-- Opening Marker --
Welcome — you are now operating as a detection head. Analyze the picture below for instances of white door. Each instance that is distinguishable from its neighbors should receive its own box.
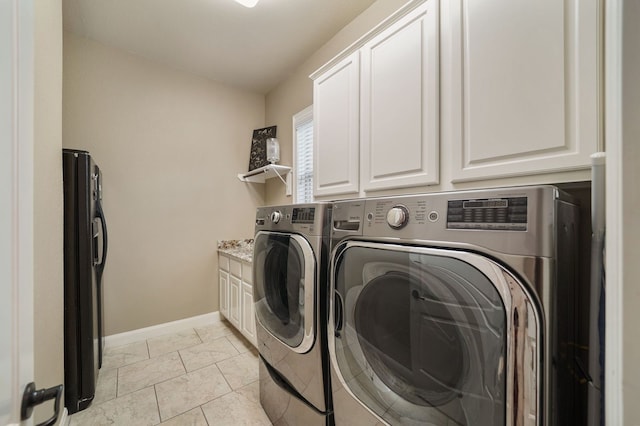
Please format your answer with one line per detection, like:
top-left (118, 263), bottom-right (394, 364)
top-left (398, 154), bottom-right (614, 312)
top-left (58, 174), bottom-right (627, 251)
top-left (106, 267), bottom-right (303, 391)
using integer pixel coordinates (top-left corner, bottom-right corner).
top-left (1, 0), bottom-right (35, 424)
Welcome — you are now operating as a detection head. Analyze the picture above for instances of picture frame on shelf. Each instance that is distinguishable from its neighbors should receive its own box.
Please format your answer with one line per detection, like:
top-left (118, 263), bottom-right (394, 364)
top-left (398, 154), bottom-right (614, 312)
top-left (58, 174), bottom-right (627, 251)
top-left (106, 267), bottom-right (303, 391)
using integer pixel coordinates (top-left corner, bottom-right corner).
top-left (247, 125), bottom-right (277, 171)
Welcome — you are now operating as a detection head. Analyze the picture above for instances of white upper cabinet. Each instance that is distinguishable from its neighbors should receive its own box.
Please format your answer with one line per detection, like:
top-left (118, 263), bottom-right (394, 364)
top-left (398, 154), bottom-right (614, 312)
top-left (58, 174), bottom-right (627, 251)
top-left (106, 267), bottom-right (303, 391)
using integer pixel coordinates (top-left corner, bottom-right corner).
top-left (361, 2), bottom-right (439, 191)
top-left (312, 0), bottom-right (600, 194)
top-left (312, 1), bottom-right (438, 197)
top-left (442, 0), bottom-right (600, 181)
top-left (313, 52), bottom-right (360, 197)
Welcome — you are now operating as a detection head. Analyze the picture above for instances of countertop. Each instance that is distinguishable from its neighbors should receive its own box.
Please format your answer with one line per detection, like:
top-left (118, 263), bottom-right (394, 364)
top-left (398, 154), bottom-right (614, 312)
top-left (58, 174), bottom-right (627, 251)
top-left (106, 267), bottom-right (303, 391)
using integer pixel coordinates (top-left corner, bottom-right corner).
top-left (217, 239), bottom-right (253, 263)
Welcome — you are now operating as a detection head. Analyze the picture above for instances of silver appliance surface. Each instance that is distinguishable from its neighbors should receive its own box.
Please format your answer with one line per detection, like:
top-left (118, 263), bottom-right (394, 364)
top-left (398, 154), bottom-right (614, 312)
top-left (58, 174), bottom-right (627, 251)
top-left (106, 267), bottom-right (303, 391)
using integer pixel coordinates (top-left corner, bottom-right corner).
top-left (327, 185), bottom-right (580, 426)
top-left (253, 203), bottom-right (332, 425)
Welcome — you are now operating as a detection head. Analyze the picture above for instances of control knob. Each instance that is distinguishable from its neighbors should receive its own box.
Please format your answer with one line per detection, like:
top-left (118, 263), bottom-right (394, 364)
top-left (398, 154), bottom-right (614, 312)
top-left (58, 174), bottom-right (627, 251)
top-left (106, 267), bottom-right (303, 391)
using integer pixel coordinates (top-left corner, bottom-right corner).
top-left (386, 205), bottom-right (409, 229)
top-left (270, 211), bottom-right (282, 224)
-- Closing Marker --
● **ACTIVITY**
The material should be returned verbatim, with all images omitted.

● **ANSWER TO THE PROBLEM**
Welcome — you are now operating as a detection head. Analyze the picture below for instances of white door. Each instance that is distinguishable from its neighbors should receive its own box.
Please format your answer with one line per detection, like:
top-left (118, 263), bottom-right (394, 364)
top-left (398, 154), bottom-right (614, 312)
top-left (58, 174), bottom-right (627, 251)
top-left (106, 267), bottom-right (303, 391)
using integer pixel coordinates (top-left corner, bottom-right corner).
top-left (1, 0), bottom-right (35, 424)
Welcome — you are now operating as a detection head. Analyze the picture above for instances of picture frame on shelf. Each instance that is distinguishable from its neighbors should receive its own box.
Please format your answer with one line per detection, like:
top-left (118, 263), bottom-right (394, 364)
top-left (398, 154), bottom-right (614, 312)
top-left (58, 174), bottom-right (627, 251)
top-left (106, 267), bottom-right (303, 391)
using integer pixel coordinates (top-left corner, bottom-right corner).
top-left (247, 125), bottom-right (277, 171)
Welcome — you are now operating as a detection head. Analyze the picture above for instances of white upper cabinet. Each instance that is distinguishable from its neighbors should receive its own box.
Please format your answer with one line per detection, like:
top-left (118, 263), bottom-right (394, 364)
top-left (398, 154), bottom-right (614, 312)
top-left (58, 174), bottom-right (627, 251)
top-left (106, 267), bottom-right (303, 391)
using integer pixel coordinates (top-left corner, bottom-right corner).
top-left (361, 2), bottom-right (439, 191)
top-left (312, 0), bottom-right (600, 194)
top-left (312, 1), bottom-right (438, 197)
top-left (442, 0), bottom-right (600, 181)
top-left (313, 52), bottom-right (360, 197)
Welcome — you are now operating as a detection head. Analyze the picture above for instances of countertop. Each instance that is distinguishable from its neighbors should receive its own box.
Please format your answer with one line per detection, like:
top-left (118, 263), bottom-right (394, 364)
top-left (398, 154), bottom-right (614, 312)
top-left (58, 174), bottom-right (627, 251)
top-left (106, 267), bottom-right (303, 391)
using integer pixel coordinates (top-left corner, bottom-right corner).
top-left (217, 239), bottom-right (253, 263)
Welcome — you are now operating as a detection head. Analyze the picture above for instances of silver appliance surface. Each instance that is distinguishable from its neighbors should receive its own box.
Please format your answer with one line per detection, like:
top-left (118, 263), bottom-right (394, 364)
top-left (398, 154), bottom-right (614, 312)
top-left (58, 174), bottom-right (627, 251)
top-left (106, 267), bottom-right (303, 391)
using integer pixel coordinates (top-left corner, bottom-right corner).
top-left (327, 185), bottom-right (580, 426)
top-left (253, 203), bottom-right (332, 425)
Welcome — you are now operating as a detection head. Analyze the picture above for instances of control knob. Each instance that is distinguishable from its neighbors should receive its own box.
Please format your answer with one line per detection, like:
top-left (118, 263), bottom-right (394, 364)
top-left (398, 154), bottom-right (614, 312)
top-left (58, 174), bottom-right (627, 251)
top-left (106, 267), bottom-right (303, 391)
using integer pixel coordinates (top-left corner, bottom-right corner).
top-left (386, 205), bottom-right (409, 229)
top-left (270, 211), bottom-right (282, 224)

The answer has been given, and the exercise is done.